> _RECORDED DATA_:

--*--

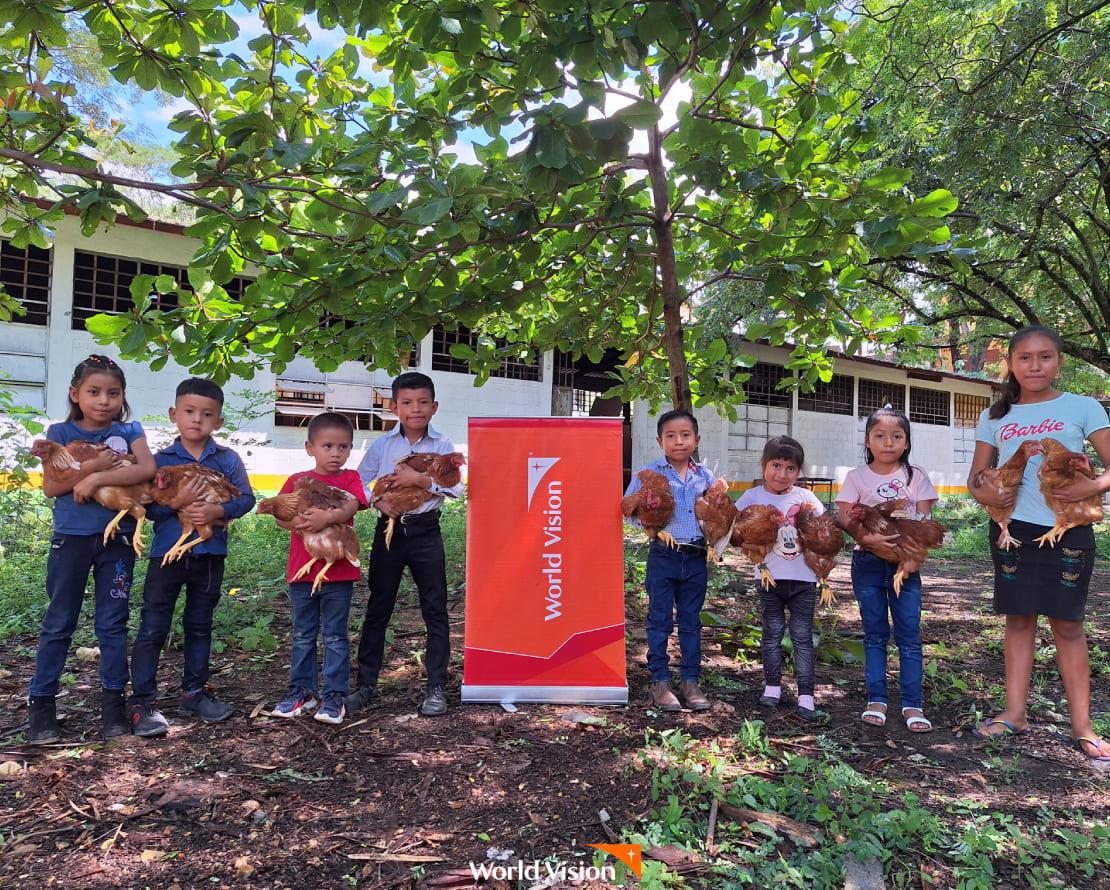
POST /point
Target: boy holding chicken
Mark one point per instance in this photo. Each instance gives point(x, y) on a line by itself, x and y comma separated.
point(415, 542)
point(197, 412)
point(676, 560)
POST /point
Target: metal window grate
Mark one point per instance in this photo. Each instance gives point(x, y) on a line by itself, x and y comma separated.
point(831, 397)
point(929, 406)
point(24, 273)
point(102, 284)
point(876, 394)
point(442, 360)
point(760, 386)
point(968, 408)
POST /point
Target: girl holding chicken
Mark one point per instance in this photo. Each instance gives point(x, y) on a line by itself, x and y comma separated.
point(1043, 565)
point(98, 414)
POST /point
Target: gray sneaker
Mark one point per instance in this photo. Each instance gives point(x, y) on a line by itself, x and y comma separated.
point(360, 698)
point(207, 706)
point(435, 701)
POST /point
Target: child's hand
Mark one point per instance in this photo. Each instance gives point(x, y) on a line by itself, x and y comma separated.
point(202, 513)
point(312, 521)
point(83, 491)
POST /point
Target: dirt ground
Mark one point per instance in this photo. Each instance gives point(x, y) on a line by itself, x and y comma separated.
point(391, 799)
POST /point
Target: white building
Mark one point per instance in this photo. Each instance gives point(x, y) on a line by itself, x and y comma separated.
point(81, 276)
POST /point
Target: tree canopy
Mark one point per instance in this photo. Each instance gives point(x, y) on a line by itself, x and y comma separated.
point(625, 158)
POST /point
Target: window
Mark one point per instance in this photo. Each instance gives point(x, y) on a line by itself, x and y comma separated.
point(24, 273)
point(876, 394)
point(831, 397)
point(442, 360)
point(968, 408)
point(929, 406)
point(760, 386)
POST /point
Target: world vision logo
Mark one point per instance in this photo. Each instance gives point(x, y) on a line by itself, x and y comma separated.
point(629, 853)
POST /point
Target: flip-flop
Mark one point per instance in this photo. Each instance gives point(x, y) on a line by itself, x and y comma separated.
point(982, 731)
point(1099, 759)
point(917, 719)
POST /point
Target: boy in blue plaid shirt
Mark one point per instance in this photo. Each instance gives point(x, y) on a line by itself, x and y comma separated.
point(676, 576)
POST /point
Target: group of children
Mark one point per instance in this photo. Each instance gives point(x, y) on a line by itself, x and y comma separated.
point(99, 413)
point(1030, 583)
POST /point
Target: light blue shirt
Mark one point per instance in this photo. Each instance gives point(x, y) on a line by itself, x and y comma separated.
point(683, 525)
point(384, 452)
point(1069, 418)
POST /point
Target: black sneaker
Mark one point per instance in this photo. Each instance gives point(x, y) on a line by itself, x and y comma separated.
point(360, 698)
point(435, 701)
point(207, 706)
point(42, 719)
point(147, 720)
point(113, 714)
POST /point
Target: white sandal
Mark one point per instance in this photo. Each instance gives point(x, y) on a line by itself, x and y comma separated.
point(917, 720)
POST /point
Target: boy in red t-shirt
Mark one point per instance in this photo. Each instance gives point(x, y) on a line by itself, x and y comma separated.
point(331, 437)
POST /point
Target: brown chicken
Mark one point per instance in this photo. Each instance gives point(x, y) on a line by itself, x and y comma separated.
point(62, 464)
point(331, 544)
point(755, 533)
point(653, 505)
point(820, 539)
point(445, 471)
point(217, 489)
point(1007, 478)
point(916, 537)
point(1062, 467)
point(716, 513)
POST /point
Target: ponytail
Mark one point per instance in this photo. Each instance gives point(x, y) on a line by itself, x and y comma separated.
point(1011, 390)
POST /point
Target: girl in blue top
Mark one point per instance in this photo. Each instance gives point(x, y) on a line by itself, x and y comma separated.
point(1030, 580)
point(98, 413)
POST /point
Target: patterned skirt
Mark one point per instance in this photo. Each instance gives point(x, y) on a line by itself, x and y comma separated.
point(1043, 580)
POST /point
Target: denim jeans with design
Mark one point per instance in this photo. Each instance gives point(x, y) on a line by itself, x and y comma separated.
point(71, 558)
point(873, 580)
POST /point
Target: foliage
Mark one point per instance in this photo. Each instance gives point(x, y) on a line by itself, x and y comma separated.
point(1006, 104)
point(628, 155)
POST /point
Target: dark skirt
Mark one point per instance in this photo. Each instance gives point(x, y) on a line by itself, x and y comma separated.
point(1043, 580)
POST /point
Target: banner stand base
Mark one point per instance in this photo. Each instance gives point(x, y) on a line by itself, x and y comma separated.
point(548, 695)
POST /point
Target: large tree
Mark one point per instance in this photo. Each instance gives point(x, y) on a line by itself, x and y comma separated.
point(628, 155)
point(1008, 105)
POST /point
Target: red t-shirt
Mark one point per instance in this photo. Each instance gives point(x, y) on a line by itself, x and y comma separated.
point(349, 481)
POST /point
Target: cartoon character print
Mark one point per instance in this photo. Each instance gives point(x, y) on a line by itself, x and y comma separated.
point(786, 546)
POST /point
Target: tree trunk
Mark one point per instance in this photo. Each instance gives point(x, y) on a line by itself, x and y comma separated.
point(673, 336)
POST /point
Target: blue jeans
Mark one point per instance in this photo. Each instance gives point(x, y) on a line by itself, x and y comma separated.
point(68, 566)
point(873, 580)
point(324, 613)
point(675, 585)
point(201, 576)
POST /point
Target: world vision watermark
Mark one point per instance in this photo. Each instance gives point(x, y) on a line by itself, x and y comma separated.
point(546, 870)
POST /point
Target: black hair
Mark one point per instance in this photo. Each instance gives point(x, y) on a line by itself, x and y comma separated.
point(784, 448)
point(413, 380)
point(330, 420)
point(677, 414)
point(1011, 390)
point(873, 418)
point(200, 386)
point(97, 364)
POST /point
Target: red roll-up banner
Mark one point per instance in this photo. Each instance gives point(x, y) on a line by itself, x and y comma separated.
point(544, 562)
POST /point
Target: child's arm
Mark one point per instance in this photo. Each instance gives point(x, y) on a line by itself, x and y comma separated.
point(142, 471)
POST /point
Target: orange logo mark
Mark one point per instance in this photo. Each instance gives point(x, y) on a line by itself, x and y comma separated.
point(626, 852)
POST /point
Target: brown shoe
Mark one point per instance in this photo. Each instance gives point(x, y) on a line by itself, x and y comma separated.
point(663, 697)
point(693, 696)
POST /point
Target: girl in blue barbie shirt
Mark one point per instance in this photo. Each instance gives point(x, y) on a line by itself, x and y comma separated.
point(98, 413)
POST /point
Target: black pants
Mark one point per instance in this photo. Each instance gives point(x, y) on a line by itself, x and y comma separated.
point(201, 576)
point(419, 545)
point(800, 598)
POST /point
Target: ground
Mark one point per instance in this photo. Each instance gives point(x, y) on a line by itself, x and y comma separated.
point(391, 799)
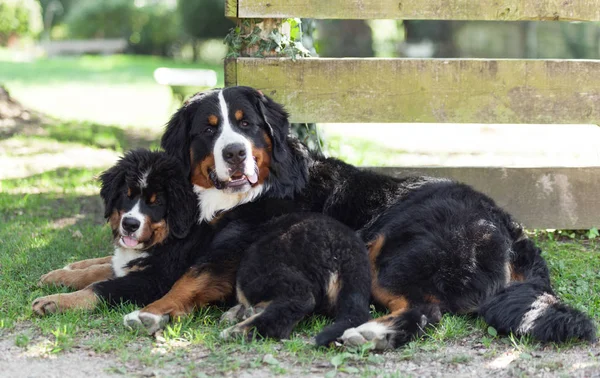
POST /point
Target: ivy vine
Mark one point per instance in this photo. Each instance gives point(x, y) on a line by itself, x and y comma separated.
point(248, 39)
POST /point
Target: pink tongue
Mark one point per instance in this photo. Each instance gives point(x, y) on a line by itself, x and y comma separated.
point(129, 241)
point(253, 178)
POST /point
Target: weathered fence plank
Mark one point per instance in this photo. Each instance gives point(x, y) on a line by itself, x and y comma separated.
point(506, 10)
point(427, 90)
point(561, 198)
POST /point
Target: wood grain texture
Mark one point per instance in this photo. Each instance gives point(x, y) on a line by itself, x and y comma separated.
point(505, 10)
point(560, 198)
point(427, 90)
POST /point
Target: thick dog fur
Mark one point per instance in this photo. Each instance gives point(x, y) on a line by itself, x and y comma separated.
point(151, 187)
point(435, 246)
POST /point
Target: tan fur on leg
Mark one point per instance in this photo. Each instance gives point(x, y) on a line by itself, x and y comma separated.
point(80, 278)
point(84, 299)
point(89, 262)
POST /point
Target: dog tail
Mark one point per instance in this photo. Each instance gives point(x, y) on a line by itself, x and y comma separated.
point(528, 305)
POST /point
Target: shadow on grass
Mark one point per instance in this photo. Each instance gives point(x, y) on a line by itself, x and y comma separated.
point(41, 232)
point(86, 133)
point(101, 136)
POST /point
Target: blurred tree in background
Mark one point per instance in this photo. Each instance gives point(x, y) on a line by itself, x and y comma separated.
point(180, 28)
point(202, 20)
point(149, 27)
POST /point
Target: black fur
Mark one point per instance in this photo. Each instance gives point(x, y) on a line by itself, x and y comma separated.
point(442, 246)
point(295, 261)
point(167, 261)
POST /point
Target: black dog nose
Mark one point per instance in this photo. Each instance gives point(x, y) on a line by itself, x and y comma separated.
point(234, 153)
point(130, 224)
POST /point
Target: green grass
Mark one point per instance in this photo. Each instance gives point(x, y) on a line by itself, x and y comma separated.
point(54, 217)
point(35, 240)
point(110, 90)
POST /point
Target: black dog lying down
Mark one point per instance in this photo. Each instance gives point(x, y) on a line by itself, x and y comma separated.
point(435, 246)
point(297, 263)
point(301, 263)
point(151, 209)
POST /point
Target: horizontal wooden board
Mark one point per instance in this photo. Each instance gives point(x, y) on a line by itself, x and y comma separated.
point(427, 90)
point(560, 198)
point(506, 10)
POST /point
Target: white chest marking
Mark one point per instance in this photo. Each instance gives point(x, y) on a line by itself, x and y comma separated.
point(121, 257)
point(213, 200)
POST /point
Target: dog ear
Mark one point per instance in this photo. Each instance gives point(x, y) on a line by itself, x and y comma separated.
point(278, 126)
point(112, 181)
point(175, 140)
point(182, 209)
point(289, 169)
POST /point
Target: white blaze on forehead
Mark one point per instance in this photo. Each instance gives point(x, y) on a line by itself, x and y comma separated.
point(144, 179)
point(136, 214)
point(226, 137)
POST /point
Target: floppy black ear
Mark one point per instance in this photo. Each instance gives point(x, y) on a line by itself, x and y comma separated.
point(112, 181)
point(182, 209)
point(289, 169)
point(175, 140)
point(278, 125)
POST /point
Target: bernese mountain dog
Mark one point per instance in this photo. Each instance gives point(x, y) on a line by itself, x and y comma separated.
point(151, 209)
point(435, 246)
point(300, 264)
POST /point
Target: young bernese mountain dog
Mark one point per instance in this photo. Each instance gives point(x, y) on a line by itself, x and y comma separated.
point(151, 209)
point(435, 246)
point(301, 263)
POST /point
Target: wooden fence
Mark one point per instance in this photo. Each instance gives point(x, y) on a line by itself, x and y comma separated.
point(446, 90)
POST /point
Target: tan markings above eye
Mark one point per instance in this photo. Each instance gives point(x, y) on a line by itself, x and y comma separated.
point(239, 114)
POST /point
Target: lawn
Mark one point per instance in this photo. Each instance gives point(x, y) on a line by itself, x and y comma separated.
point(51, 215)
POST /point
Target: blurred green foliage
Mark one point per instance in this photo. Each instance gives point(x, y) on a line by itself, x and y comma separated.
point(150, 29)
point(19, 18)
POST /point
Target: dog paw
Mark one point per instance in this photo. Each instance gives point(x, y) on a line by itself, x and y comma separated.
point(144, 320)
point(376, 333)
point(234, 332)
point(45, 305)
point(55, 277)
point(233, 315)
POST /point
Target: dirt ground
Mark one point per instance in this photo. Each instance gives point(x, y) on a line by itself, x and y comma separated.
point(467, 357)
point(464, 358)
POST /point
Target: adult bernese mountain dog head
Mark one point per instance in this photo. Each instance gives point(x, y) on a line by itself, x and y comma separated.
point(147, 198)
point(233, 142)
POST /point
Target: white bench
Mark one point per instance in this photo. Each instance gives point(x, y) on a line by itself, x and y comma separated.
point(180, 80)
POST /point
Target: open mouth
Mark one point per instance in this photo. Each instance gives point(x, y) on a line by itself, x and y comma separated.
point(237, 179)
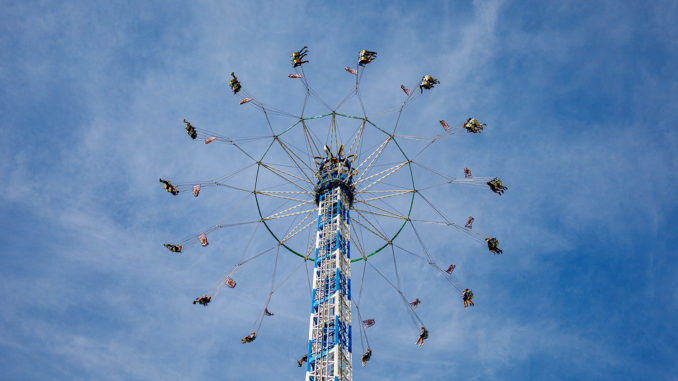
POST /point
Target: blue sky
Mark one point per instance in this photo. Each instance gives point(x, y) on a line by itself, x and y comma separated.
point(579, 98)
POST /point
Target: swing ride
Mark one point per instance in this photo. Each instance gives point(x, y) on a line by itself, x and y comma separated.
point(334, 189)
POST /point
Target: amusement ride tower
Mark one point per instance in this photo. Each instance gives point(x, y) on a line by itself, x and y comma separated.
point(329, 334)
point(374, 179)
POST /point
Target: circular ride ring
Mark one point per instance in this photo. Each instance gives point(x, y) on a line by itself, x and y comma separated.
point(365, 253)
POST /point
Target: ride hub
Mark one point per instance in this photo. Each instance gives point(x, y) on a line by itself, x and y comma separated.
point(335, 171)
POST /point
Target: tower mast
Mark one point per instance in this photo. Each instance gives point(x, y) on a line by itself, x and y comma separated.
point(329, 334)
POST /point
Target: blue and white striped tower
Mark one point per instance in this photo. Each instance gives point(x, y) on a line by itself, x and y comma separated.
point(329, 334)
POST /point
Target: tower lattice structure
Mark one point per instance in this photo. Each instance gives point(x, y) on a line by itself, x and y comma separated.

--*--

Rewrite the lines above from the first one through the line that contains "point(83, 491)", substituting "hen" for "chicken" and keeping everything else the same. Leave the pictures out.

POST /point
Target: boy holding hen
Mark one point per instance in this photo. Each instance gives point(x, y) on a line by itself, x and y comma separated.
point(415, 542)
point(197, 412)
point(676, 560)
POST /point
Target: metal window grate
Mark one point per instance in this photo. Each instance gives point(x, y) on a line by itself, x and y comma separated.
point(831, 397)
point(929, 406)
point(24, 273)
point(102, 284)
point(876, 394)
point(442, 360)
point(760, 386)
point(968, 408)
POST /point
Target: girl holding hen
Mark one point per instance in this photo. Each instance gives point(x, y) on a line by itself, x and y comma separated.
point(1043, 565)
point(98, 414)
POST /point
Target: gray sneaker
Mark one point per instance in this photo. Each instance gives point(x, y) on a line by itself, x and y comma separated.
point(360, 698)
point(207, 706)
point(435, 701)
POST /point
Target: child's hand
Mark one point per instance in this photo. Each instance gives point(x, y) on a line by itself, x and y comma separated.
point(202, 513)
point(312, 521)
point(83, 491)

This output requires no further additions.